The eastern fringe of Nihonbashi feels like a ghost town on weekends, especially the Bakurocho and Iwamotocho neighborhoods. But here and there among the barren wholesale warehouses and empty office buildings are a few small oases where people can congregate for nourishment and community. The best of them all is Kitade Shokudo.
The name is misleading; it sounds like it could be an old-school diner serving lunchtime teishoku set meals. In fact it’s a taqueria, totally up to the minute, occupying a former incense store that’s been converted in the sweetest, funkiest way.
Outside, the first thing you see is the street-level blackboard-look sign urging you simply to “Eat Tacos!!” and “Tortillas Hechas a Mano” (“Handmade Tortillas”). The next is the wide-open window where you order your quesadillas and takeout tacos.
Unlike most other Mexican restaurants in Tokyo, no attempt has been made to make it look “authentic.” The old shop space has been left as it was, with its high ceiling, split-level dining, a bar at the back near the kitchen — and absolutely no sombreros or other faux knickknacks.
Owner Shigeo Kitade says his inspiration came not from south of the U.S. border, but Brooklyn. That was where he first ate tacos made with fresh, handmade tortillas. It was, literally, a life-changing moment. He went all over New York City trying all the tacos he could find, then came back to Tokyo intent on opening his own homegrown version.
Kitade says he calls his style Tokyo-Mex, and once you’ve tasted his food you get what he means. His recipes are based exactly on what he tasted in New York, except he’s using Japanese ingredients — down to the corn used for the tortillas.

_INSTRUCTIONS_
(1) Reproduce the rows from the line containing "Reviewer note: verify that every instance of the sky" through the last of the rows, changing "pile of radishes" to "heap of radishes" and leaving everything else untouched.
(2) Write the next few paragraphs of the article on the Nihonbashi taqueria Kitade Shokudo, picking up after its final sentence.

Position identification records:

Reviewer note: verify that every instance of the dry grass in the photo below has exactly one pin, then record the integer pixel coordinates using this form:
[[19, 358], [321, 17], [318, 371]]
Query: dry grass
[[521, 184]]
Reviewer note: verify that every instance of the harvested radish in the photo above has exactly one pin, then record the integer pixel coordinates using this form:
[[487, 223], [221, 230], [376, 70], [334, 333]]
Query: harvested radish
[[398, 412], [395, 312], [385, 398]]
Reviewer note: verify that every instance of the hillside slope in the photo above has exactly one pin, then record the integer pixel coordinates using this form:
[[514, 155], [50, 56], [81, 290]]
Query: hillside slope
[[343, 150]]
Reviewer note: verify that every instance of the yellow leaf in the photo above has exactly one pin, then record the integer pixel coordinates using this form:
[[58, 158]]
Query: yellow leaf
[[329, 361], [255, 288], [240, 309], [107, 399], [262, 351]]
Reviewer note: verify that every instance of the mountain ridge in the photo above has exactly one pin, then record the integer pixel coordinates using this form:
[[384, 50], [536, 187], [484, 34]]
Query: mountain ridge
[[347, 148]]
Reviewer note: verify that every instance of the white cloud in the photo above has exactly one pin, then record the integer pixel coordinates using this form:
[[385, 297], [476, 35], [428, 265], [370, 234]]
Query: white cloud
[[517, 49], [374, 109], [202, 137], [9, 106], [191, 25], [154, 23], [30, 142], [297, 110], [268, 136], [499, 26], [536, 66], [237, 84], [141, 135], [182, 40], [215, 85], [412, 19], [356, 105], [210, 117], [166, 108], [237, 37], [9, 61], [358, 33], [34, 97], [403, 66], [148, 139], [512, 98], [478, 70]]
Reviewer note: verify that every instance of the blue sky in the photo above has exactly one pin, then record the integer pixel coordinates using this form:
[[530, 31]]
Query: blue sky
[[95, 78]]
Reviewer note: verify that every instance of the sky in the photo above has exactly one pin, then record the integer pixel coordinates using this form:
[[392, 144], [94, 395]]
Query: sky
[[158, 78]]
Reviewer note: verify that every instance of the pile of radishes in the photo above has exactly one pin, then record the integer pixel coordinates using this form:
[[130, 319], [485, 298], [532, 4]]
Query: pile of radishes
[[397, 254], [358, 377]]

_RESPONSES FOR EACH TASK_
(1)
Reviewer note: verify that every instance of the sky in the photo above has exactly one pin, then record the integer pixel coordinates using this form:
[[392, 144], [94, 395]]
Query: sky
[[158, 78]]
Reviewer note: verify that every instance of the heap of radishes in the photo above has exactly one pin, then record the integer pixel coordinates using this form:
[[130, 319], [485, 298], [532, 4]]
Query: heap of radishes
[[397, 254], [358, 377]]

(2)
It’s grown in Sorachi, Hokkaido, freshly ground and nixtamalized each day, then peeled out of the tortilla press and cooked to order. And yet the tacos taste entirely Japanese: mildly seasoned, precisely flavored and with no duds among them. Just remember to bring your own hot sauce.
There are over a dozen different taco toppings. Options include beef, lamb, pork and chicken; several kinds of seafood; some vegetarian choices; even a deep-fried tempeh cutlet.
As a starter, Kitade offers an interesting take on guacamole, sending out a half avocado and letting you mash it yourself. It works well, especially as the chips are freshly made, light and crisp.
He also has some good craft beer — needless to say from Brooklyn Brewery. It’s a connection that has deepened further this year since Kitade Shokudo was invited to serve tacos in the brewery’s new B bar in Tokyo’s K5 building.
Since opening in late 2013, Kitade Shokudo has become an essential port of call in Iwamotocho. Later this summer, two new branches will open, one in Nihonbashi, the other inside Tokyo Station. Tacos and beer on the train home, anyone?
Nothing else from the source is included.